> [Task statement]:
Transcribe the data between the lines holding "Where can the arched" and "x=103, y=207", inclusive, and leave the pictures out of your copy.

> [Excerpted records]:
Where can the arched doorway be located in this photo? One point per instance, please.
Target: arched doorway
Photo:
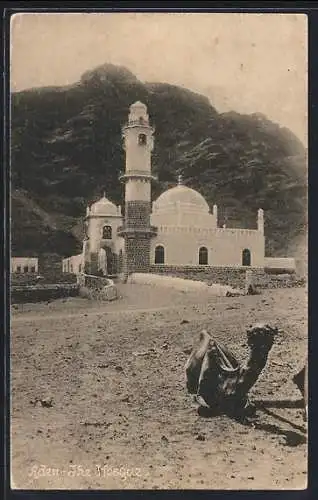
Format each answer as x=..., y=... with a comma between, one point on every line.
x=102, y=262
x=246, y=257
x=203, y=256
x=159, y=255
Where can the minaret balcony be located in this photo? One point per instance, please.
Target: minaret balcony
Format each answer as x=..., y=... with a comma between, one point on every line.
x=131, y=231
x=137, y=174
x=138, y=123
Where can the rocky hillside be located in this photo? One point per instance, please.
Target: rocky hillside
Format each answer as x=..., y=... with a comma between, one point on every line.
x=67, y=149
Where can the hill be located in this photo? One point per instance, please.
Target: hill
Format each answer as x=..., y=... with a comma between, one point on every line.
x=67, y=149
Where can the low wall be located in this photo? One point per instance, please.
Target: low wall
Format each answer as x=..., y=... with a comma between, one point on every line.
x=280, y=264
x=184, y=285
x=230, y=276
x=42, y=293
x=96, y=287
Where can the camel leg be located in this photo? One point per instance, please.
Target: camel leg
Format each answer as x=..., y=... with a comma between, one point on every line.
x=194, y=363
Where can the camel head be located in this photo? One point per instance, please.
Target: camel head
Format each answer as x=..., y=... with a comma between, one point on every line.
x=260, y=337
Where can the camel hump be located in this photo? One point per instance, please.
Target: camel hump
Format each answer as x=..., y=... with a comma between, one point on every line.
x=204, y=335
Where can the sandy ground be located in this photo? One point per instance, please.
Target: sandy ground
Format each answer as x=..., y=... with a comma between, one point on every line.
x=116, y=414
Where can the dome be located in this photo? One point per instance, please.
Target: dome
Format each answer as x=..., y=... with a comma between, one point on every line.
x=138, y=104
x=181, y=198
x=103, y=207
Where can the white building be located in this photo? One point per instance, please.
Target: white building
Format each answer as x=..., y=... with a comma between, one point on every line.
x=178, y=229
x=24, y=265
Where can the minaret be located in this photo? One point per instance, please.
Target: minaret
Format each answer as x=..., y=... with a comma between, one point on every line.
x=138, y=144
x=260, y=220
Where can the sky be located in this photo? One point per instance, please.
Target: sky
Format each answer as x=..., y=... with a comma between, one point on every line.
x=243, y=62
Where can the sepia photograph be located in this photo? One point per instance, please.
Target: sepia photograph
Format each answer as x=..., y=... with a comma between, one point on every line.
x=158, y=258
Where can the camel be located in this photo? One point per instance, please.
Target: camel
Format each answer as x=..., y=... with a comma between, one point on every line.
--
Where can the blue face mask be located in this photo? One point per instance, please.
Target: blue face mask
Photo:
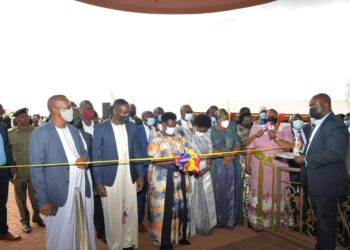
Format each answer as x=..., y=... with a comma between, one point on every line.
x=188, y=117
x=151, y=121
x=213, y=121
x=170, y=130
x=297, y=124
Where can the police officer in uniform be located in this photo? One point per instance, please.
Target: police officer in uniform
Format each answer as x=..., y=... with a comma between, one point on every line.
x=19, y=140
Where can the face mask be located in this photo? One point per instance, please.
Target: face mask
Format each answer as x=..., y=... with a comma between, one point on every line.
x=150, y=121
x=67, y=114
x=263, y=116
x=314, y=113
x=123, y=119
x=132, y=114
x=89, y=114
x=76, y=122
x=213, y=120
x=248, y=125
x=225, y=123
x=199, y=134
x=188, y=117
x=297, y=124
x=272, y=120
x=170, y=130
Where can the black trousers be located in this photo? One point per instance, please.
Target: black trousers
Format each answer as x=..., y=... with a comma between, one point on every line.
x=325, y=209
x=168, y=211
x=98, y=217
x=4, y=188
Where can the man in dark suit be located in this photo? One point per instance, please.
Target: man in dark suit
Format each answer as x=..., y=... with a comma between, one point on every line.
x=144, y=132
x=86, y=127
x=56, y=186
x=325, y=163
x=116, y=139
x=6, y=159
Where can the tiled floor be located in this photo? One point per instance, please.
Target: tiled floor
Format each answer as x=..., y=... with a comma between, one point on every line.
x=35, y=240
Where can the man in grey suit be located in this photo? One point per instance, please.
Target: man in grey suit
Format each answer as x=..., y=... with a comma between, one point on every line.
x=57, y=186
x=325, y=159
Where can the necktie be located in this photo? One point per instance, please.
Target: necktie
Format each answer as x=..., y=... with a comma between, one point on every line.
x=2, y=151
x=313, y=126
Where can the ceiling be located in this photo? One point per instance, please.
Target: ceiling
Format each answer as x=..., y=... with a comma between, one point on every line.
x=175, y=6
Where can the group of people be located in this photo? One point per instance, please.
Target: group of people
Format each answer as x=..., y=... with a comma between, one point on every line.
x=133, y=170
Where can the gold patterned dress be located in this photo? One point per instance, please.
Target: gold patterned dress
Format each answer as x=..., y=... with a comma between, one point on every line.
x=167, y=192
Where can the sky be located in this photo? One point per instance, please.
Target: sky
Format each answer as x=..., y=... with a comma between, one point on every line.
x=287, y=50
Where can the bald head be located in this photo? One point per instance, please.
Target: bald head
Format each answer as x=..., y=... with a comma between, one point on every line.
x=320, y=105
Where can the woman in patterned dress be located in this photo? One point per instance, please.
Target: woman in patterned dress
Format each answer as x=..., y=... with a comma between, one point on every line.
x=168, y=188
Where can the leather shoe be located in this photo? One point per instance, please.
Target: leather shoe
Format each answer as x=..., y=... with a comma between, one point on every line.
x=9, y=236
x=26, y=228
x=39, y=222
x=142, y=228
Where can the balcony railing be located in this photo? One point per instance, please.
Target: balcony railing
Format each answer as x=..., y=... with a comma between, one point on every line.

> [Answer]:
Where can the arched doorway be located in this photo? One point per instance, please.
Target: arched doorway
Photo:
Format each answer as x=..., y=... with a comma between, one point on every line.
x=102, y=262
x=246, y=257
x=203, y=256
x=159, y=255
Where can the minaret balcony be located in this photo? One point per instance, please.
Target: minaret balcony
Format each answer as x=..., y=... with a comma between, one point on every line.
x=131, y=231
x=137, y=174
x=138, y=123
Where can the rocky hillside be located in this photo? One point per instance, please.
Target: rocky hillside
Format each answer as x=..., y=... with a comma between, one point on every line.
x=67, y=149
Where can the hill be located in this photo? One point per instance, please.
Target: hill
Format each answer as x=..., y=... with a comma between, one point on every line.
x=67, y=149
Where can the low wall be located in this photo? One point per instance, please.
Target: low wall
Format each answer as x=..., y=... with a comma between, one point on every line.
x=280, y=264
x=184, y=285
x=230, y=276
x=42, y=293
x=96, y=287
Where can the camel leg be located in this photo? One point per instance, please.
Target: camel leg
Format each answer as x=..., y=... with a comma between, one point on every line.
x=194, y=363
Where can the camel head be located in this photo? One point per instance, please.
Target: camel head
Format each answer as x=..., y=... with a comma between, one point on every line.
x=260, y=337
Where can the camel hump be located in this photo? One point per instance, please.
Target: camel hump
Format each answer as x=..., y=... with a comma between, one point on every line.
x=204, y=335
Where can the sandy ground be located in this photo? One point per instance, please.
Target: sandy ground
Format each answer as x=..., y=... with a comma between, one point on every line.
x=116, y=414
Where can the dome be located in this photo? One point per instance, please.
Target: dome
Format each answer as x=..., y=... with a comma between, one point on every line.
x=138, y=104
x=181, y=198
x=103, y=207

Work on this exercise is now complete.